Referring expression data:
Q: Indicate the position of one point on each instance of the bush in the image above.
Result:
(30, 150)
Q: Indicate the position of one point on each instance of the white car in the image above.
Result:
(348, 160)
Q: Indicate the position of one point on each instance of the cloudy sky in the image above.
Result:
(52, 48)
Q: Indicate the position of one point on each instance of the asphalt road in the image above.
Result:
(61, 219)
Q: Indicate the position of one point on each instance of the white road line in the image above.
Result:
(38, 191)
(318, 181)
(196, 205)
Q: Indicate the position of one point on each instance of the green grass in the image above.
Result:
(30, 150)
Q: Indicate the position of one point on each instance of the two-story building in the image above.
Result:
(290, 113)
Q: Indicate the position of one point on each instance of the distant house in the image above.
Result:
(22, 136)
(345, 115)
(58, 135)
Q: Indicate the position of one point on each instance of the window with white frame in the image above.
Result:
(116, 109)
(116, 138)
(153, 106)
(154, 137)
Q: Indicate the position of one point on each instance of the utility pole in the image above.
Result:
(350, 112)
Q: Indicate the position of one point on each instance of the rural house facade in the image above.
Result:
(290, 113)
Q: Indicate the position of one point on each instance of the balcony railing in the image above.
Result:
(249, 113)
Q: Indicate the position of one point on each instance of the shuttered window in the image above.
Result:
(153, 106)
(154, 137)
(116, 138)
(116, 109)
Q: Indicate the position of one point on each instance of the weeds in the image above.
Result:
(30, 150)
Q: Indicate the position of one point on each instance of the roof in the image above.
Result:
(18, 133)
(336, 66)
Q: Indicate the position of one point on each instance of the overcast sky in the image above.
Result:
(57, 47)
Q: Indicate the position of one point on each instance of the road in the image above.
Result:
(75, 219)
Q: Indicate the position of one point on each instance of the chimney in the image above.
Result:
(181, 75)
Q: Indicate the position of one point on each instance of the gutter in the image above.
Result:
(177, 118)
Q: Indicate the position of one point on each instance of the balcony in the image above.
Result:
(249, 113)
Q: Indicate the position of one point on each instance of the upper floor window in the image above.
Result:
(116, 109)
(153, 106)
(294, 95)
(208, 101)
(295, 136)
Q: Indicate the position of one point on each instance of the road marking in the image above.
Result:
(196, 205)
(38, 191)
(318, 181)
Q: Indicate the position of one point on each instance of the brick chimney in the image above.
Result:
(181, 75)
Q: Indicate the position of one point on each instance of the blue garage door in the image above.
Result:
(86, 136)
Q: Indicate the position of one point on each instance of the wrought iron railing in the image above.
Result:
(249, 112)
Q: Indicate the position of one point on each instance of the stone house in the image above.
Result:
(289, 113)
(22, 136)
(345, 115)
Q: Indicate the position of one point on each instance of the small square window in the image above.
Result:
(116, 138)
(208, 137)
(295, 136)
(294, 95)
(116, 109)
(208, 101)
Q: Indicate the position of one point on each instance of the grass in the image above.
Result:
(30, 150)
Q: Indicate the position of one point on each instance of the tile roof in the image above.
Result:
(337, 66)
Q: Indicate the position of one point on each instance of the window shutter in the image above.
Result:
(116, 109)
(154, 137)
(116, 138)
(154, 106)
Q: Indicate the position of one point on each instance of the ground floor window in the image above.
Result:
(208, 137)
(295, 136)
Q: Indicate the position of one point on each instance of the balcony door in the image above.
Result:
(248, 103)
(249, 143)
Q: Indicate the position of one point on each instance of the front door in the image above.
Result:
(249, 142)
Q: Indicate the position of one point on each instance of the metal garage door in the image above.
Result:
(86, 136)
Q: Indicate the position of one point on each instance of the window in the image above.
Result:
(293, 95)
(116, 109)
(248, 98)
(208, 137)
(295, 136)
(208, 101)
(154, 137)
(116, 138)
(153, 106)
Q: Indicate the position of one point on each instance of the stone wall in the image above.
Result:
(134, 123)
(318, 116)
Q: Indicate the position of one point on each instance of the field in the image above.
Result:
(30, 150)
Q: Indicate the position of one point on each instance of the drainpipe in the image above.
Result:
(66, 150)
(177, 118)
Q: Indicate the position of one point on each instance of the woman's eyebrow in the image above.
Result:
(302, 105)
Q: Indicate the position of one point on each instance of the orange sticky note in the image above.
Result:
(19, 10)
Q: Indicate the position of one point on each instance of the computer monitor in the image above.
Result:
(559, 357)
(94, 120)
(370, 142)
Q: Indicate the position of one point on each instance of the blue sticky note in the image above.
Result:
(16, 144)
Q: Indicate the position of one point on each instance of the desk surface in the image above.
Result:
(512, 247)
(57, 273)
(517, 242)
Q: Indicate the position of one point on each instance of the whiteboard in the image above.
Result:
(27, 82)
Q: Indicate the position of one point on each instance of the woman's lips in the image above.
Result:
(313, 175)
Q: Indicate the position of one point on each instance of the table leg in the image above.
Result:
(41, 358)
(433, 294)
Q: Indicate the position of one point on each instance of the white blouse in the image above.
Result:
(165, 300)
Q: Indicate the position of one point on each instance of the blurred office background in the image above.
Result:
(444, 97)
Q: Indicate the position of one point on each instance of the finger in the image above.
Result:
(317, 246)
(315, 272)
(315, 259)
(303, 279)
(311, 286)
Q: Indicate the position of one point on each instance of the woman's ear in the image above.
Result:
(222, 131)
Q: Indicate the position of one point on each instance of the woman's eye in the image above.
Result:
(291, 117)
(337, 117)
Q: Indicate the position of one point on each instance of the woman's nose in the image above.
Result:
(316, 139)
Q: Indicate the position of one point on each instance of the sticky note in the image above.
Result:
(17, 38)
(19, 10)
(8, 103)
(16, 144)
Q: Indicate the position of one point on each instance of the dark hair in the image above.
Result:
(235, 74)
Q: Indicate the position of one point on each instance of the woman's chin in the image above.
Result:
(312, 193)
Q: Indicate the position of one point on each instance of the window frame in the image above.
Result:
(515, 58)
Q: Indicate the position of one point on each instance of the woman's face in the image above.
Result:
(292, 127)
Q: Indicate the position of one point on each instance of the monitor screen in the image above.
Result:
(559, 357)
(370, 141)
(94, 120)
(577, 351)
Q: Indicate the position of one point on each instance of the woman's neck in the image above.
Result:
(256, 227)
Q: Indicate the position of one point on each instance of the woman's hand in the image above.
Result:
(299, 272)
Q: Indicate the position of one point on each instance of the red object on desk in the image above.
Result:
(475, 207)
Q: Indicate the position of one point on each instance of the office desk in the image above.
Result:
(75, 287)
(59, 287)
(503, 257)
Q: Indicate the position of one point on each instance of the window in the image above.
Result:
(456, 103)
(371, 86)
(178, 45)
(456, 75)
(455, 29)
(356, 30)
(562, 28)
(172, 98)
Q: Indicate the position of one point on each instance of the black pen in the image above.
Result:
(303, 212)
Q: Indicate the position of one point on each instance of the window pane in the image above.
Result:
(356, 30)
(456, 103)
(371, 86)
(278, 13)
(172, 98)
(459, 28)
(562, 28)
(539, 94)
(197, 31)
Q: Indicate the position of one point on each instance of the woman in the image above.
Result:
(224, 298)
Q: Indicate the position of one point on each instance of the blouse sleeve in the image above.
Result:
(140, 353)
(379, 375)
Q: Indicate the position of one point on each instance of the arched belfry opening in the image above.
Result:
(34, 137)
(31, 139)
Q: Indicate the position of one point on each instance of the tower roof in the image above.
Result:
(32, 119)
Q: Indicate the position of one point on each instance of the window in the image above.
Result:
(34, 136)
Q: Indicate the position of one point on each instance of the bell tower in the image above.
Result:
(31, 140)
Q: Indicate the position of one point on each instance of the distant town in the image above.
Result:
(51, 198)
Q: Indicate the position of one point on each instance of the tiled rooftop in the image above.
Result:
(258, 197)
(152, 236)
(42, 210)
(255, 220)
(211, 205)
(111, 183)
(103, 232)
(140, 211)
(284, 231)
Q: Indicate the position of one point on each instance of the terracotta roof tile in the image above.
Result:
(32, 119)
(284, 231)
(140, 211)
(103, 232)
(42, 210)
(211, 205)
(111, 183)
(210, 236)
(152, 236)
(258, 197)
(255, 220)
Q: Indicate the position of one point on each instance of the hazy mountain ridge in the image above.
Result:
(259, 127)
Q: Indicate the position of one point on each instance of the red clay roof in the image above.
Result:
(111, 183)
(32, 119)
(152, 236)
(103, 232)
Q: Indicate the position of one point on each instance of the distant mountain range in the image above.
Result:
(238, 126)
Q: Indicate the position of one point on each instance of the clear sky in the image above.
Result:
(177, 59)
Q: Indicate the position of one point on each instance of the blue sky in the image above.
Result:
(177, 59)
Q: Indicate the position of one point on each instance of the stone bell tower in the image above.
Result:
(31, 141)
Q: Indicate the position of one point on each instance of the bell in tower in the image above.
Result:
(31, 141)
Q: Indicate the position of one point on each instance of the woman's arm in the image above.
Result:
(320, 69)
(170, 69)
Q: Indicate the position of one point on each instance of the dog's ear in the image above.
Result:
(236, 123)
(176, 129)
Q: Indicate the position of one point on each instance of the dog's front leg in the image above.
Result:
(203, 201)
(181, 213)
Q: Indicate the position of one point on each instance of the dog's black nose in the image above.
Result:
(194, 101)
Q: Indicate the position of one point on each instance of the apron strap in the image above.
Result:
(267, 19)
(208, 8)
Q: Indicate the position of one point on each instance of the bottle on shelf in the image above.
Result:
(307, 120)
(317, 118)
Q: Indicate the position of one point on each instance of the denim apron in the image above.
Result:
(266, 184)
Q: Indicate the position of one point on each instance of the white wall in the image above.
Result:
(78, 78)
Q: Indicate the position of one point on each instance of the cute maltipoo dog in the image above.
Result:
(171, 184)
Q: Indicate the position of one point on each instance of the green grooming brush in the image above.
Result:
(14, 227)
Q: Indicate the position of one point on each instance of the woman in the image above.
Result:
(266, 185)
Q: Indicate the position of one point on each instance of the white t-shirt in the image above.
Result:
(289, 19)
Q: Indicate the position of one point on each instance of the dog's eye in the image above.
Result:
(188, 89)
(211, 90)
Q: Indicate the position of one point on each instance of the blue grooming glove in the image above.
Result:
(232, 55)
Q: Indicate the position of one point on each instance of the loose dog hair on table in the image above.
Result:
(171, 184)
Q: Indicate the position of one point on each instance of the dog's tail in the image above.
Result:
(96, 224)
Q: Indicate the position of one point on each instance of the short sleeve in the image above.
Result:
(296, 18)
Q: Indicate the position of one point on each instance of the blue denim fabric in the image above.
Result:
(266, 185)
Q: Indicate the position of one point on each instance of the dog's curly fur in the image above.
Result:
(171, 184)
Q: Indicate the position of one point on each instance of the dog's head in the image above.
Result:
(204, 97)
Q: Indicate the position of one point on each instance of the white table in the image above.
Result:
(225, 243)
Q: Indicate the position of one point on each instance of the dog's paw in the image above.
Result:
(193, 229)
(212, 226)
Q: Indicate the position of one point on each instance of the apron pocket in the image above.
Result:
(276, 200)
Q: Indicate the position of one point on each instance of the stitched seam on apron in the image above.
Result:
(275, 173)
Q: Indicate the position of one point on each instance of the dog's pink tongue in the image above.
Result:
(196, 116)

▶ [Work required] Return the lines above that include the string "note".

▶ [Answer box]
Q: Indicate the position of one point on each instance of the orange sticky note in the image above.
Q: Indicate the position of one point on each instance of the blue sticky note in the image above.
Q: Indicate the position of one point on each instance of the sticky note in the image above.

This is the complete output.